**QUESTÕES DE ESTUDO**.
a) Responda sim ou não: as afirmações a seguir estão de acordo com o texto sobre financiamento e infraestrutura? Cite as palavras do texto que justificam cada resposta. (i) No ano passado, as metas na área de energia foram batidas com facilidade. (ii) No primeiro semestre deste ano, a meta já foi ultrapassada. (iii) Empresas com risco baixo têm preferido a emissão de debêntures.
b) De acordo com o texto sobre financiamento e infraestrutura, por que os projetos foram segurados no ano passado?

**TEXTO PARA ANÁLISE**.
━━━
Já temos visto a volta de projetos de infraestrutura ligados a energia. No ano passado tivemos dificuldade de cumprir nossas metas nessa área, que em geral batemos fácil, pois a tendência foi de segurar projetos devido à incerteza da pandemia. No primeiro semestre deste ano, entretanto, já ultrapassamos a meta, e isso é positivo.

Também é preciso destacar a perspectiva de crescimento do financiamento via mercado de capitais, com IPOs, emissão de debêntures. O cenário tem se mostrado de recuperação vigorosa, e temos visto isso aqui, empresas com risco baixo, que poderiam pegar empréstimo com nossas melhores taxas, preferindo emissão de debêntures. A tendência é de que essa concorrência – e complementariedade – com o crédito de longo prazo continue.

Como avalia que o fim do auxílio e o futuro do Bolsa Família podem influenciar a retomada da economia nordestina?
━━━
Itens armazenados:
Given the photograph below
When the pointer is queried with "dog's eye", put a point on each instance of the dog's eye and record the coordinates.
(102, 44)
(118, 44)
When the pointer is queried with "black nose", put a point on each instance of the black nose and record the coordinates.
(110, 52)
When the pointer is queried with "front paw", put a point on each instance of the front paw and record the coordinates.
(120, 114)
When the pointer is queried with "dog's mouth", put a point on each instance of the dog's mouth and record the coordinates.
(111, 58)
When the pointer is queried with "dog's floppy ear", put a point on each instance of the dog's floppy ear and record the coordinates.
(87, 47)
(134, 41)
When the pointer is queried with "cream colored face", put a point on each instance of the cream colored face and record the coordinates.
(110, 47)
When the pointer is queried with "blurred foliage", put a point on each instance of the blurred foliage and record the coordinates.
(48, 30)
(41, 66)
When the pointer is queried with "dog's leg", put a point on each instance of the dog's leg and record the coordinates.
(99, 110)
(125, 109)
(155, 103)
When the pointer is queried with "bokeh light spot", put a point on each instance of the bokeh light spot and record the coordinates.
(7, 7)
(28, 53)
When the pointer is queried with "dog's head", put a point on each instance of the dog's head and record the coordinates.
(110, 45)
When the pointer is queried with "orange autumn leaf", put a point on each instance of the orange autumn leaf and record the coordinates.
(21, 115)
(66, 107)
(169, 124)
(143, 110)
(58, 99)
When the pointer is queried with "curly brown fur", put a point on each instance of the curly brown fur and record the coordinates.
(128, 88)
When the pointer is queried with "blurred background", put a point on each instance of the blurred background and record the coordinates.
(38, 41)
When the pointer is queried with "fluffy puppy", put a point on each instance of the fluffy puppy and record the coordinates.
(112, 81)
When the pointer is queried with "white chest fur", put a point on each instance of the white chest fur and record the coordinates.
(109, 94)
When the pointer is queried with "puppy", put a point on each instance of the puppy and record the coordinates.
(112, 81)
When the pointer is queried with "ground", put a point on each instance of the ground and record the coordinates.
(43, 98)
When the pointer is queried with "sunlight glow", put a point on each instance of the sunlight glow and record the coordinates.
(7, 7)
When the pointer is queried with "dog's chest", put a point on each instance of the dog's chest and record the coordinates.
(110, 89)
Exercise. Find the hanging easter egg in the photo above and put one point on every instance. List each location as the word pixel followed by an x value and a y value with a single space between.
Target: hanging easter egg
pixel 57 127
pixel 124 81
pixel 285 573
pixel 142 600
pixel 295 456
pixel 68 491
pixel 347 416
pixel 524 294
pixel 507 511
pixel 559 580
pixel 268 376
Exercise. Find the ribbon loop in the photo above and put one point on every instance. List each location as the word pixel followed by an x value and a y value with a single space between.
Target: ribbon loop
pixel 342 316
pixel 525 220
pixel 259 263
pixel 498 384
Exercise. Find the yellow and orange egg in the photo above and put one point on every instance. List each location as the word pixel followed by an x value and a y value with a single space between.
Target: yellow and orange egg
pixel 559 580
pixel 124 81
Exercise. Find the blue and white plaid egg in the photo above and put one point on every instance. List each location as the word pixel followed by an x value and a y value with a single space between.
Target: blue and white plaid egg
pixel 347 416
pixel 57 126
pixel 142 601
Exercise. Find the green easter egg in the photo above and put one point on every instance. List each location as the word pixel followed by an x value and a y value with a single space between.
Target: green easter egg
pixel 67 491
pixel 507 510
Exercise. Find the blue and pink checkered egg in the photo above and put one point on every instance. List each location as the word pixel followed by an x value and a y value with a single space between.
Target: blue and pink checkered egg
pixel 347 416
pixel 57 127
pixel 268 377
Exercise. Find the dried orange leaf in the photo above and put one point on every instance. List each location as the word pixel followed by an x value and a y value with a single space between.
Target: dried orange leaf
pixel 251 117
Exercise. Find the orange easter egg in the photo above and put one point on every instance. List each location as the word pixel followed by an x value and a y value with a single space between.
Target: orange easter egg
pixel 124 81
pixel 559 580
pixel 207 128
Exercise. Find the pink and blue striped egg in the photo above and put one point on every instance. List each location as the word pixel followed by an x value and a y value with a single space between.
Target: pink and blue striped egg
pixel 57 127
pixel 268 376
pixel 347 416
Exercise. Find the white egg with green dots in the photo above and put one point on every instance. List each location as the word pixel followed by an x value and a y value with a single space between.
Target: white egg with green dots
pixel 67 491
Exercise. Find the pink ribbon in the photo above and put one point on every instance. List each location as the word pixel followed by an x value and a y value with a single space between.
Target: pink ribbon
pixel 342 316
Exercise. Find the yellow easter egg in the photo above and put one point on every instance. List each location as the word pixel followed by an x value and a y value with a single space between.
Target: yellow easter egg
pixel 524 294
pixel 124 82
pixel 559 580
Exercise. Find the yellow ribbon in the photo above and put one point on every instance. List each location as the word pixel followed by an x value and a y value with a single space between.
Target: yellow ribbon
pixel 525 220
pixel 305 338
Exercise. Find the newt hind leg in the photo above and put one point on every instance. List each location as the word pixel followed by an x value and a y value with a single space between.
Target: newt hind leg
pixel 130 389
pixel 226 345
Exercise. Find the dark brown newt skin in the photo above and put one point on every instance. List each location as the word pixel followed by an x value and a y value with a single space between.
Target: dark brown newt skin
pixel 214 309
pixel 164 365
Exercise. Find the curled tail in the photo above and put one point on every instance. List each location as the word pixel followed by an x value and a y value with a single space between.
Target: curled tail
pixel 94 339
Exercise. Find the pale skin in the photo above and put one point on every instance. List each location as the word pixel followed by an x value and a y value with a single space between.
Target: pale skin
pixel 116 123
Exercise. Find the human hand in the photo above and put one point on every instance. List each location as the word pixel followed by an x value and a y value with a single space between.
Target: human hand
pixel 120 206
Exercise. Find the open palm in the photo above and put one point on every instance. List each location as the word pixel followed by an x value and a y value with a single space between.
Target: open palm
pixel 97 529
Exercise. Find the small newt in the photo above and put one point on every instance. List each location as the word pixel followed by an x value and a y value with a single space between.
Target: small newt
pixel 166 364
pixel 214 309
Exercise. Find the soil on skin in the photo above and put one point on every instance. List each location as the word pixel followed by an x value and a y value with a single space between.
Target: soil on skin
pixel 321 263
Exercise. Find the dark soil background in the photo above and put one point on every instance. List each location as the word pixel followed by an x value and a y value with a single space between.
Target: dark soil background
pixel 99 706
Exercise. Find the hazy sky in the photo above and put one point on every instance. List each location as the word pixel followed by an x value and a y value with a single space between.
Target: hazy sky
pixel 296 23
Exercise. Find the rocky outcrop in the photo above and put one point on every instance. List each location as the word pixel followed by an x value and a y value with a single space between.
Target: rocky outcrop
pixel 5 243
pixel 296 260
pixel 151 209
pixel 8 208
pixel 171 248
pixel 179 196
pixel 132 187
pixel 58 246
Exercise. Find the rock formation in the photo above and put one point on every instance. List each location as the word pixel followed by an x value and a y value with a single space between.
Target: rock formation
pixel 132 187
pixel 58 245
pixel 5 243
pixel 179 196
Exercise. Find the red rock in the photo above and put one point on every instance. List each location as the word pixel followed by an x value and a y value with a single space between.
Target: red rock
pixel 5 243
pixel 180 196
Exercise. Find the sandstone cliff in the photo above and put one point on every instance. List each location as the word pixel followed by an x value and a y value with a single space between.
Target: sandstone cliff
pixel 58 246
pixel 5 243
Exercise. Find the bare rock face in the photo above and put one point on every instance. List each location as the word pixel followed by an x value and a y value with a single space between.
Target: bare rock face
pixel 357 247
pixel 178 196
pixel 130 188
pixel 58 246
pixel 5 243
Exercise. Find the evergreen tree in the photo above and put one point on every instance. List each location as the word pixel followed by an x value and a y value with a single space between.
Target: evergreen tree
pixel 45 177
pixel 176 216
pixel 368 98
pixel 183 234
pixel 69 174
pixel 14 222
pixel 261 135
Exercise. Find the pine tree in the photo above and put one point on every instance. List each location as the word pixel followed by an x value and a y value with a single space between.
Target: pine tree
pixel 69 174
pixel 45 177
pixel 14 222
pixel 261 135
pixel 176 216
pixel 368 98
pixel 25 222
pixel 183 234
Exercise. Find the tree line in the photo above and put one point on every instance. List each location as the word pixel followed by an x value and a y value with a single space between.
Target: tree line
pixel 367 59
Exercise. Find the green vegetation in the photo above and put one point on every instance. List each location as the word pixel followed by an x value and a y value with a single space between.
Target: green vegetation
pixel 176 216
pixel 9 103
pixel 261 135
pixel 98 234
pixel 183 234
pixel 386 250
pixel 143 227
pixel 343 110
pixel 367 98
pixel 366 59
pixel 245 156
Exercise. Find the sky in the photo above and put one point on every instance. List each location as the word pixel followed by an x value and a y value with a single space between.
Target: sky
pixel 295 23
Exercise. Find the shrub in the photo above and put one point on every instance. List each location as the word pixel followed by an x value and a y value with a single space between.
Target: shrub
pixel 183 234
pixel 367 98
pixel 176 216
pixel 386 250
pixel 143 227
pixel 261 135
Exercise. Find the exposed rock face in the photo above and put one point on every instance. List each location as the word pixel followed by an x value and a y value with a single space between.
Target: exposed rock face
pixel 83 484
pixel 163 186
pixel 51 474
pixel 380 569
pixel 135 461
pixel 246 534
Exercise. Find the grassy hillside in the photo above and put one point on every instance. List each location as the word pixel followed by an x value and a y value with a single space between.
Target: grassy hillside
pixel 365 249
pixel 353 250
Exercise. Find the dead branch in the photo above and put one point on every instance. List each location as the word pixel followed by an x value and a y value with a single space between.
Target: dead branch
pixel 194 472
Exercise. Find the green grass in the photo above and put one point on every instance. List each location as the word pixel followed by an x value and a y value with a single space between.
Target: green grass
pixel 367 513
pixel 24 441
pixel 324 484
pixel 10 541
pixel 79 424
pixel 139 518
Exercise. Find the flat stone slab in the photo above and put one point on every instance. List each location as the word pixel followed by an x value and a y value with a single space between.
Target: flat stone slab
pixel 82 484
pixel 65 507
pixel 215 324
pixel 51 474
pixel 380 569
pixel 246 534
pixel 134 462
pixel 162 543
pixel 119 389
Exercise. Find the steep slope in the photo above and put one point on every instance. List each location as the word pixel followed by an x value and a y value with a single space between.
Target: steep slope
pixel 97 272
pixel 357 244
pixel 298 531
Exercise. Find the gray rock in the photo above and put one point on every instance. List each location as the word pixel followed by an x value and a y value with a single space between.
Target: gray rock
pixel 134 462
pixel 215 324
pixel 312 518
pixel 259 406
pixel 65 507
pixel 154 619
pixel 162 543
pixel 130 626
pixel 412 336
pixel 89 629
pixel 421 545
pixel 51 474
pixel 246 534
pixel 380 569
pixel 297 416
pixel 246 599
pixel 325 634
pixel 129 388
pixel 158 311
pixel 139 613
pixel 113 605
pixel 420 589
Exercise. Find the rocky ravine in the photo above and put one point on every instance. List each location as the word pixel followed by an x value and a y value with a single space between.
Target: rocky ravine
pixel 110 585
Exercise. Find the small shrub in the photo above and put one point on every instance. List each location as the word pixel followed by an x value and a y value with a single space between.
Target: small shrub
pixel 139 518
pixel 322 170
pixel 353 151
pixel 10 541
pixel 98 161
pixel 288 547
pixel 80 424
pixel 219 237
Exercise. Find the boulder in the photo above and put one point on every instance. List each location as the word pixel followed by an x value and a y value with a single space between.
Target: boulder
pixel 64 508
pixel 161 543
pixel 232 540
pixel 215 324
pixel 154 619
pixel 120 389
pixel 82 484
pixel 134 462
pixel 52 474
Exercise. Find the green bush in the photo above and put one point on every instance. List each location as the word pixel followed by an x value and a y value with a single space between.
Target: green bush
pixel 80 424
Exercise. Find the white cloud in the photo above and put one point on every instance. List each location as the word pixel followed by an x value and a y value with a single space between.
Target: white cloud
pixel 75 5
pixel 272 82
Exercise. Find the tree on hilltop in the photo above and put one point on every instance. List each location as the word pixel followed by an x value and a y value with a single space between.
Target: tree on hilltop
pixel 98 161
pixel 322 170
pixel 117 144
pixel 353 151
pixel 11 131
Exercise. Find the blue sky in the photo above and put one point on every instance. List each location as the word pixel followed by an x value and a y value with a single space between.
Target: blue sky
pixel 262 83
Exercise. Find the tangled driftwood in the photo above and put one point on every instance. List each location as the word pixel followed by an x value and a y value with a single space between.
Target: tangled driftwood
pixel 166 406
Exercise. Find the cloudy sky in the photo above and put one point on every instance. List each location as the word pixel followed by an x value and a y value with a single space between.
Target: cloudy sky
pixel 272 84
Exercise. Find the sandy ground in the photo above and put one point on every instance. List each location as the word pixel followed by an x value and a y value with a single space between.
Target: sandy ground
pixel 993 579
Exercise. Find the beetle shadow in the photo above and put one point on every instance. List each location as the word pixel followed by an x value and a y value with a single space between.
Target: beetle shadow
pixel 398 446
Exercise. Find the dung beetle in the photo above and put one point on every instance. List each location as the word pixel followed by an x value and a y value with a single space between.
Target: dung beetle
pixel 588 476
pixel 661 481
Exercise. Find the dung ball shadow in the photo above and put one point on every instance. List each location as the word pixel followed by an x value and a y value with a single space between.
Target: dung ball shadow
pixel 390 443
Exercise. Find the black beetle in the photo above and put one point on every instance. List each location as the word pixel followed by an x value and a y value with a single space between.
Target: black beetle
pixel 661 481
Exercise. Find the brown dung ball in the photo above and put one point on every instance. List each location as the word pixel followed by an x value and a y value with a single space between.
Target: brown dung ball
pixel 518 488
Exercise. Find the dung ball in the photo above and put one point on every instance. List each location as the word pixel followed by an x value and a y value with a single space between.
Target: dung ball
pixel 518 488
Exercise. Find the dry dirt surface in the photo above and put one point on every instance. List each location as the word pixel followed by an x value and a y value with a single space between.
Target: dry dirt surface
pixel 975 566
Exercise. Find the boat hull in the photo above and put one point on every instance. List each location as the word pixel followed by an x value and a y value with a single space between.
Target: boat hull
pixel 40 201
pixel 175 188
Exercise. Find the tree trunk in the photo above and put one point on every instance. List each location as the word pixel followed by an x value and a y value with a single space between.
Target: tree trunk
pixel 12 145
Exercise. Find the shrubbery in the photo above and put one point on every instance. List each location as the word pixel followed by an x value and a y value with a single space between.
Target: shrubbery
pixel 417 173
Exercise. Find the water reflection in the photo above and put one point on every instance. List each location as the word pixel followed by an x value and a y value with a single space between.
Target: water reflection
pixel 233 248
━━━
**RESPOSTAS DOS EXERCÍCIOS**.
a)
(i) Não: "No ano passado tivemos dificuldade de cumprir nossas metas nessa área".
(ii) Sim: "No primeiro semestre deste ano, entretanto, já ultrapassamos a meta".
(iii) Sim: "empresas com risco baixo, que poderiam pegar empréstimo com nossas melhores taxas, preferindo emissão de debêntures".

b) Por causa da incerteza da pandemia.